EXTRACTED ENTRIES:
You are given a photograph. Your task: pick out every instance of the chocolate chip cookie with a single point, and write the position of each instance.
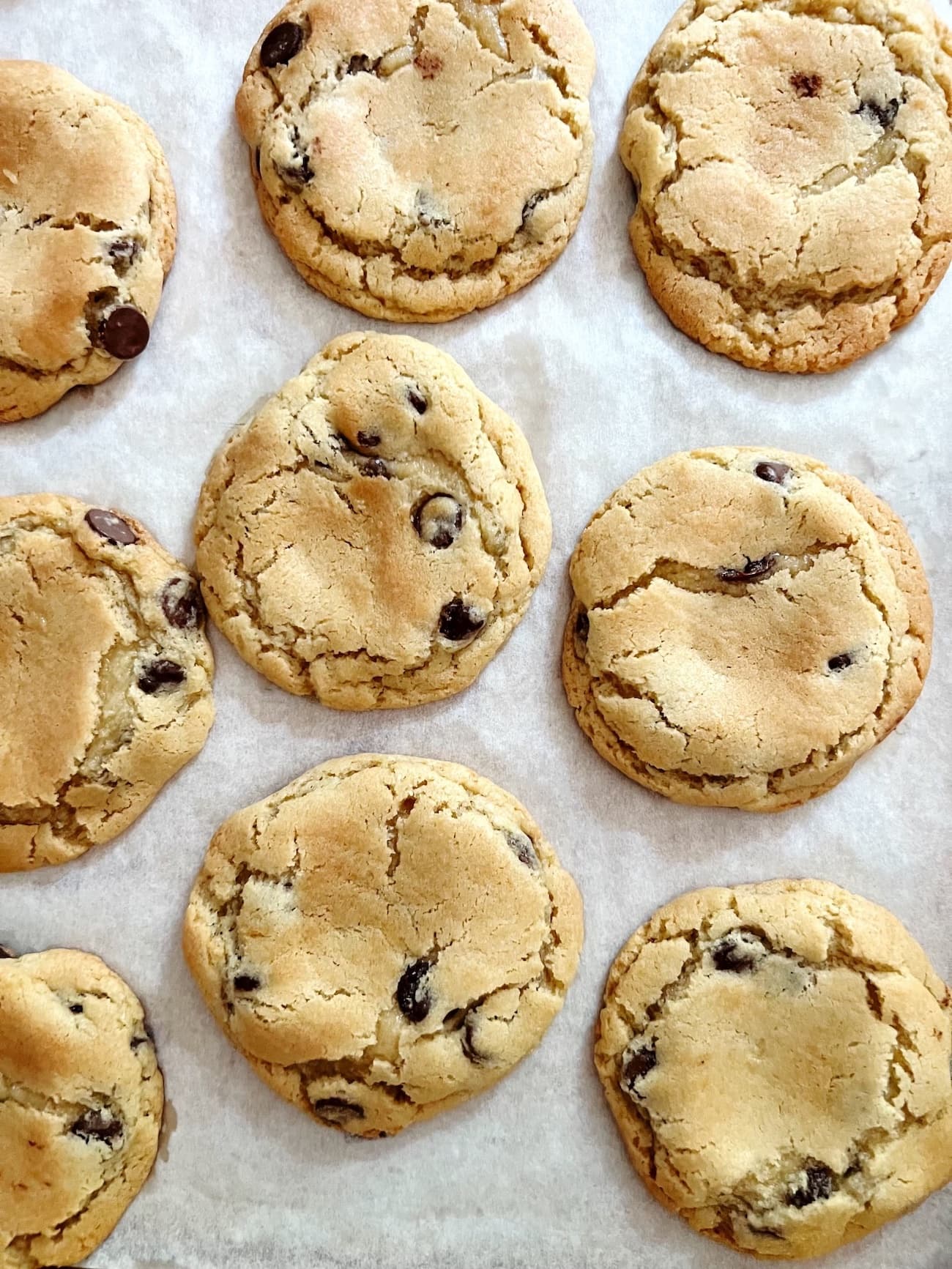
(419, 161)
(86, 235)
(794, 165)
(81, 1106)
(105, 675)
(747, 623)
(777, 1061)
(375, 535)
(384, 938)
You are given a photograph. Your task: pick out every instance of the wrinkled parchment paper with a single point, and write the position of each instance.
(533, 1173)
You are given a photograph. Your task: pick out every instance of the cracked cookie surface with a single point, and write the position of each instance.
(777, 1060)
(105, 675)
(794, 160)
(382, 938)
(745, 625)
(417, 161)
(375, 535)
(86, 235)
(81, 1106)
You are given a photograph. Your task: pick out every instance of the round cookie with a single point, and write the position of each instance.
(419, 161)
(777, 1063)
(375, 535)
(105, 675)
(747, 623)
(384, 938)
(794, 163)
(86, 235)
(81, 1106)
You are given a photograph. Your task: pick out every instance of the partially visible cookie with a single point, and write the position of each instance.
(375, 535)
(794, 166)
(105, 675)
(86, 235)
(81, 1106)
(777, 1061)
(384, 938)
(745, 625)
(418, 161)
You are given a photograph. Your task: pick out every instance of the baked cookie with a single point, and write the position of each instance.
(747, 623)
(81, 1106)
(86, 235)
(105, 677)
(794, 160)
(777, 1061)
(382, 938)
(419, 161)
(375, 535)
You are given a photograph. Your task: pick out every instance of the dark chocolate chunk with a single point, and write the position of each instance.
(752, 571)
(458, 622)
(111, 527)
(160, 674)
(412, 993)
(280, 45)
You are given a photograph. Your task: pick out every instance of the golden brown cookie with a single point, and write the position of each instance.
(418, 161)
(375, 535)
(745, 625)
(777, 1061)
(384, 938)
(105, 675)
(794, 160)
(81, 1106)
(86, 235)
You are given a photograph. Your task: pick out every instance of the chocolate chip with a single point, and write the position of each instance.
(417, 400)
(412, 993)
(882, 114)
(438, 521)
(160, 674)
(524, 849)
(337, 1111)
(280, 45)
(752, 571)
(124, 332)
(805, 85)
(737, 952)
(819, 1184)
(775, 474)
(458, 622)
(98, 1126)
(182, 603)
(111, 527)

WHAT THE TASK REQUIRES:
Rewrite the material above as a numbered list with one entry per line, skipping blank lines and omitting the picture.

ANSWER FOR THE TASK:
1. You are given a photograph. Your task: pick out every instance of the chocolate chip cookie with a single point, and write the position of each instance.
2. (419, 161)
3. (86, 235)
4. (794, 165)
5. (81, 1106)
6. (105, 675)
7. (747, 623)
8. (777, 1061)
9. (375, 535)
10. (384, 938)
11. You are given a photograph. Your task: pick out every instance of the wrinkled parchment paper with a single point, and write the position of each instance.
12. (533, 1173)
13. You are given a photograph. Your task: pick out every instance of the cracked cookie surface with a single point, and write the position of each instance.
14. (777, 1060)
15. (105, 675)
16. (794, 160)
17. (382, 938)
18. (745, 625)
19. (417, 161)
20. (375, 535)
21. (86, 235)
22. (81, 1106)
23. You are given a photograph. Your task: pick out every instance of the round cookie with a single point, and write the position of each instance.
24. (419, 161)
25. (777, 1063)
26. (375, 535)
27. (105, 675)
28. (747, 623)
29. (384, 938)
30. (794, 163)
31. (86, 235)
32. (81, 1106)
33. You are given a photograph. Your task: pick out every instance of the partially visible cookie with a single point, and write the position of each instance.
34. (375, 535)
35. (794, 166)
36. (105, 675)
37. (86, 235)
38. (81, 1106)
39. (777, 1061)
40. (384, 938)
41. (745, 625)
42. (418, 161)
43. You are given a photograph. Your task: pick out every instance of the baked cookie with a single point, and write the position of each instance.
44. (747, 623)
45. (81, 1106)
46. (86, 235)
47. (105, 677)
48. (794, 160)
49. (777, 1061)
50. (382, 938)
51. (419, 161)
52. (375, 535)
53. You are given a photograph. Your task: pick out every instance of the dark chocolate chunk with a single point, and write the position of each instance.
54. (752, 571)
55. (458, 622)
56. (111, 527)
57. (160, 674)
58. (412, 993)
59. (280, 45)
60. You are given a photograph. Your task: pick out every instance of the golden brown cookie with a single point, and write the position of each instance.
61. (418, 161)
62. (375, 535)
63. (745, 625)
64. (777, 1061)
65. (384, 938)
66. (105, 675)
67. (794, 160)
68. (81, 1106)
69. (86, 235)
70. You are given a photograph. Your task: pick out every instance of the chocolate chip with a single point, and write the position of each instance.
71. (417, 400)
72. (412, 993)
73. (882, 114)
74. (438, 521)
75. (160, 674)
76. (524, 849)
77. (337, 1111)
78. (280, 45)
79. (752, 571)
80. (124, 332)
81. (805, 85)
82. (737, 952)
83. (819, 1184)
84. (775, 474)
85. (458, 622)
86. (98, 1126)
87. (182, 603)
88. (111, 527)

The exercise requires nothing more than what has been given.